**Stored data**
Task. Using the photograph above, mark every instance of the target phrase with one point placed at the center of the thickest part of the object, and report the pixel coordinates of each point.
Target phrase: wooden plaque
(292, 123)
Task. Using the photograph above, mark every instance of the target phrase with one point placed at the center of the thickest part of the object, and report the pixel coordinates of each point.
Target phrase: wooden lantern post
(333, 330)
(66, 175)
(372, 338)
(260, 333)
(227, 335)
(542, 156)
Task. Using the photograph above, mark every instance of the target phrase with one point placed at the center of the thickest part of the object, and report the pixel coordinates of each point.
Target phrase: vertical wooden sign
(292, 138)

**STATED PROBLEM**
Reproduce the rows above verbatim, line for line.

**WRITTEN REPLY**
Task. Using the photograph above, mark every instance of the target phrase with one point placed at the center of the thickest part of the object, and report the pixel coordinates of each point.
Target phrase: wooden plaque
(292, 123)
Task. Using the photograph above, mark every instance of the target phrase with one point placed at the center of the thickest part of the object, and report the pixel coordinates of each point.
Target phrase: wooden lantern post
(333, 330)
(66, 175)
(372, 338)
(260, 333)
(227, 335)
(542, 156)
Task. Using the photograph above, mark every instance of the target phrase with one point placed at the center of the thickest part of the object, and report the pixel coordinates of each point.
Target phrase: vertical wooden sign
(292, 138)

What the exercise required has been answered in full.